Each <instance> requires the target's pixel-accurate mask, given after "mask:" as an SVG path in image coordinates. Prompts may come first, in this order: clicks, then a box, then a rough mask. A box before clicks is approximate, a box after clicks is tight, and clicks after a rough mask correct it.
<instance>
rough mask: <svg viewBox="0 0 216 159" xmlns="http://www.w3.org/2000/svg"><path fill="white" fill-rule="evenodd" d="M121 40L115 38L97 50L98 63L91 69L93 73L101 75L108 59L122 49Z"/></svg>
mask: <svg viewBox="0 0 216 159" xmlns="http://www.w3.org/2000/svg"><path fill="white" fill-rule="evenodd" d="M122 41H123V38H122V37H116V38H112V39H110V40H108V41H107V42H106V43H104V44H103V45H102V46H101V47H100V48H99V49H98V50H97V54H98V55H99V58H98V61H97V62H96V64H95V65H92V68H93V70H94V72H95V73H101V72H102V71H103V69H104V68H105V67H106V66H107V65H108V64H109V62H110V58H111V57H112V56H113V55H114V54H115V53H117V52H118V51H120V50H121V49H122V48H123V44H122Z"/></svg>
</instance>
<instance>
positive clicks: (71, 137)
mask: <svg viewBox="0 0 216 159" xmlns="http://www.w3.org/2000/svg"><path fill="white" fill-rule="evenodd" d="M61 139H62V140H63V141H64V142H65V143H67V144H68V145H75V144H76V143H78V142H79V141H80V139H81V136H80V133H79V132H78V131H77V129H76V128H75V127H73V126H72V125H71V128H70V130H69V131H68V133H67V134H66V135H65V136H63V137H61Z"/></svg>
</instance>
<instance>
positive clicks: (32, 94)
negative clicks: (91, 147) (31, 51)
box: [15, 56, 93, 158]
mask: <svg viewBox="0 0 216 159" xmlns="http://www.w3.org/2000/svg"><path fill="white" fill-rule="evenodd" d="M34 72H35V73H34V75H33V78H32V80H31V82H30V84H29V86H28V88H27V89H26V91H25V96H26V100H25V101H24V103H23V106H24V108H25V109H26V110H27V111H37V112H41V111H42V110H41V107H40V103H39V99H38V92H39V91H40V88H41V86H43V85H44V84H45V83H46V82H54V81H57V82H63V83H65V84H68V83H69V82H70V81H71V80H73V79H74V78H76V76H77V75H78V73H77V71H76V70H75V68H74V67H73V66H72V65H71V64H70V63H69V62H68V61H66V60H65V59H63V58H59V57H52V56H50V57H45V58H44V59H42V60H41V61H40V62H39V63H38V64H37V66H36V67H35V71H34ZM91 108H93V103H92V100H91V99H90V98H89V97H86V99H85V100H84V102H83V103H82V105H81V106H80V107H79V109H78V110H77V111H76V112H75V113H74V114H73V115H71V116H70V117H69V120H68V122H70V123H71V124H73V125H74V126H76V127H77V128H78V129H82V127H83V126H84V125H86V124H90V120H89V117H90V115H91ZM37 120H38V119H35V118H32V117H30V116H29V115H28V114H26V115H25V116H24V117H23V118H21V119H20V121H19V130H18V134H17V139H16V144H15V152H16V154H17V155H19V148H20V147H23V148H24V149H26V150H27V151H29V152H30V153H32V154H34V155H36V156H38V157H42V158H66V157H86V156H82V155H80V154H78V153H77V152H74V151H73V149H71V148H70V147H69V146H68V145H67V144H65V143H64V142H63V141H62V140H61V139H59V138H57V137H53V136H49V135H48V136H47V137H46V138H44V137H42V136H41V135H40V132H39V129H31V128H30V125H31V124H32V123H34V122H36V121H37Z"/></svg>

+--

WHAT THE TASK ASKS:
Copy the data. Make sure every line matches exactly.

SOLUTION TO THE EXERCISE:
Each <instance> requires the target's pixel-accurate mask, given after "mask:" as an SVG path in image coordinates. Prompts may come first, in this order: clicks, then a box, then a rough mask. A box before clicks is approximate, a box after clicks is tight, and clicks after a rough mask correct it.
<instance>
rough mask: <svg viewBox="0 0 216 159" xmlns="http://www.w3.org/2000/svg"><path fill="white" fill-rule="evenodd" d="M121 40L115 38L97 50L98 63L91 69L93 73L101 75L108 59L122 49Z"/></svg>
mask: <svg viewBox="0 0 216 159" xmlns="http://www.w3.org/2000/svg"><path fill="white" fill-rule="evenodd" d="M122 41H123V38H122V37H116V38H112V39H110V40H108V41H107V42H106V43H104V44H103V45H102V46H101V47H100V48H99V49H98V50H97V54H98V55H99V58H98V61H97V62H96V64H95V65H92V68H93V70H94V72H95V73H101V72H102V71H103V69H104V68H105V67H106V66H107V65H108V64H109V62H110V58H111V57H112V56H113V55H114V54H115V53H117V52H118V51H120V50H121V49H122V48H123V44H122Z"/></svg>
</instance>
<instance>
positive clicks: (71, 137)
mask: <svg viewBox="0 0 216 159" xmlns="http://www.w3.org/2000/svg"><path fill="white" fill-rule="evenodd" d="M61 139H62V140H63V141H64V142H65V143H67V144H68V145H75V144H76V143H78V142H79V141H80V139H81V136H80V133H79V132H78V131H77V129H76V128H75V127H73V126H72V125H71V128H70V130H69V131H68V133H67V134H66V135H65V136H63V137H61Z"/></svg>
</instance>
<instance>
positive clicks: (32, 94)
negative clicks: (91, 147) (31, 51)
box: [15, 56, 93, 158]
mask: <svg viewBox="0 0 216 159" xmlns="http://www.w3.org/2000/svg"><path fill="white" fill-rule="evenodd" d="M34 72H35V73H34V75H33V78H32V80H31V82H30V84H29V86H28V88H27V89H26V91H25V96H26V100H25V101H24V103H23V106H24V108H25V109H26V110H27V111H37V112H41V111H42V110H41V107H40V103H39V99H38V92H39V91H40V88H41V86H43V85H44V84H45V83H46V82H54V81H57V82H63V83H65V84H68V83H69V82H70V81H71V80H73V79H74V78H76V76H77V75H78V73H77V71H76V70H75V68H74V67H73V66H72V65H71V64H70V63H69V62H68V61H66V60H65V59H63V58H59V57H52V56H50V57H45V58H44V59H42V60H41V61H40V62H39V63H38V64H37V66H36V67H35V71H34ZM91 108H93V103H92V100H91V99H90V98H89V97H86V99H85V100H84V102H83V103H82V105H81V106H80V107H79V109H78V110H77V111H76V112H75V113H74V114H73V115H71V116H70V117H69V120H68V122H70V123H71V124H73V125H74V126H76V127H77V128H78V129H82V127H83V126H84V125H86V124H90V120H89V117H90V115H91ZM37 120H38V119H35V118H32V117H30V116H29V115H28V114H26V115H25V116H24V117H23V118H21V119H20V121H19V130H18V134H17V139H16V144H15V152H16V154H17V155H19V148H20V147H23V148H24V149H26V150H27V151H29V152H30V153H32V154H34V155H36V156H38V157H42V158H66V157H86V156H82V155H80V154H78V153H77V152H74V151H73V149H71V148H70V147H69V146H68V145H67V144H65V143H64V142H63V141H62V140H61V139H59V138H57V137H53V136H49V135H48V136H47V137H46V138H44V137H42V136H41V135H40V132H39V129H31V128H30V125H31V124H32V123H34V122H36V121H37Z"/></svg>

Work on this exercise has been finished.